Referring expression data
━━━━━━
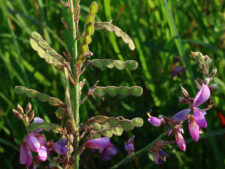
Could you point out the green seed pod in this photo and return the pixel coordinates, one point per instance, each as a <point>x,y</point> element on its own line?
<point>89,29</point>
<point>84,48</point>
<point>36,36</point>
<point>118,131</point>
<point>54,101</point>
<point>20,90</point>
<point>43,44</point>
<point>111,90</point>
<point>136,91</point>
<point>107,133</point>
<point>87,40</point>
<point>99,91</point>
<point>43,97</point>
<point>98,63</point>
<point>31,93</point>
<point>96,126</point>
<point>119,64</point>
<point>131,64</point>
<point>90,19</point>
<point>60,113</point>
<point>108,63</point>
<point>114,122</point>
<point>137,122</point>
<point>93,8</point>
<point>123,91</point>
<point>126,125</point>
<point>101,119</point>
<point>34,44</point>
<point>96,135</point>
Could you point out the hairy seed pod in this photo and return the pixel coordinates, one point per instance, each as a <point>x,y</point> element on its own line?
<point>20,109</point>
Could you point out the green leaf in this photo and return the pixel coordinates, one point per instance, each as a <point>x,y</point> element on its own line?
<point>118,32</point>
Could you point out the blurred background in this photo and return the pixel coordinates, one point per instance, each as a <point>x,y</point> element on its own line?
<point>201,27</point>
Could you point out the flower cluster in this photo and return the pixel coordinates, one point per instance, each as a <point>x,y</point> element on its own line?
<point>196,120</point>
<point>35,142</point>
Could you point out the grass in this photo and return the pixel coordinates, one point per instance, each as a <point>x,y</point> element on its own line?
<point>160,30</point>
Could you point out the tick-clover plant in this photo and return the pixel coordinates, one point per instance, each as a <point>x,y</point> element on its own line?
<point>95,133</point>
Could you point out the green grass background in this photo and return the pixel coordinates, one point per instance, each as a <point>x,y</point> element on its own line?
<point>199,25</point>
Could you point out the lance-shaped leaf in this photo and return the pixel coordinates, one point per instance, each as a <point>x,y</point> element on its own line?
<point>109,126</point>
<point>31,93</point>
<point>118,32</point>
<point>45,126</point>
<point>118,64</point>
<point>45,51</point>
<point>122,91</point>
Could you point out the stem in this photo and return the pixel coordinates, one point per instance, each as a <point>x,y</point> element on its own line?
<point>146,148</point>
<point>75,89</point>
<point>178,42</point>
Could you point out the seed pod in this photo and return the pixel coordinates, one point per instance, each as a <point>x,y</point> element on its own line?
<point>118,131</point>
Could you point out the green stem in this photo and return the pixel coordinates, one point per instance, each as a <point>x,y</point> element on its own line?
━━━━━━
**Prompt**
Word for word, restate all of the records. Exclude the pictures.

**Written response**
Could you point out the green seed pod in this photo and return the pixel coordinates, one point per instance, each as a <point>x,y</point> element on its own line?
<point>89,29</point>
<point>84,48</point>
<point>36,36</point>
<point>118,131</point>
<point>54,101</point>
<point>20,90</point>
<point>43,44</point>
<point>111,90</point>
<point>136,91</point>
<point>107,133</point>
<point>87,40</point>
<point>99,91</point>
<point>43,97</point>
<point>98,63</point>
<point>31,93</point>
<point>96,126</point>
<point>119,64</point>
<point>131,64</point>
<point>90,19</point>
<point>60,113</point>
<point>108,63</point>
<point>114,122</point>
<point>137,122</point>
<point>93,8</point>
<point>123,91</point>
<point>126,125</point>
<point>101,119</point>
<point>34,44</point>
<point>96,135</point>
Could you point out the hairy seed pod in this photo and return the pixel coordinates, one point per instance, each as a <point>x,y</point> element on its own line?
<point>20,109</point>
Could you point out the green leaf in this photo and return the pixel coordinates, one point per instance, each as a <point>x,y</point> element on its own line?
<point>118,32</point>
Could you point out the blurred background in this photo and return the pixel coordinates, one point per instance, each as a <point>x,y</point> element on its own line?
<point>201,27</point>
Could you point out the flower cluster in this photo and return the pixel coordinates, one point per instance, each as a <point>x,y</point> element on its own line?
<point>196,120</point>
<point>35,142</point>
Could you point out the grass in this photo and return the pixel coordinates, one point per instance, each as a <point>x,y</point> element on its own line?
<point>160,30</point>
Could you point out the tick-clover plant in this photo and return the pixel coordinates, one point per instance, each as a <point>x,y</point> element on its own line?
<point>95,133</point>
Could you point out the green grass background in this photo and return the pixel coordinates, one point per instance, each as a <point>x,y</point> element on its own line?
<point>199,25</point>
Could you point out the lance-shaped leaf in this photo and return the pixel coordinates, one point per instance, each as a <point>x,y</point> element on its own line?
<point>109,126</point>
<point>31,93</point>
<point>118,32</point>
<point>45,126</point>
<point>118,64</point>
<point>45,51</point>
<point>122,91</point>
Could you point out the stem in this photo and return the pixel coordinates, one point per instance, each as a <point>x,y</point> element on its own line?
<point>146,148</point>
<point>75,89</point>
<point>178,42</point>
Could you point out the seed pod in this photo and return the pixel coordinates, one point per instance, each as a <point>x,y</point> element on its own line?
<point>118,131</point>
Could you point out the green stem in this photo and return the pixel coordinates, one point per instance, each as a <point>x,y</point> element on its own line?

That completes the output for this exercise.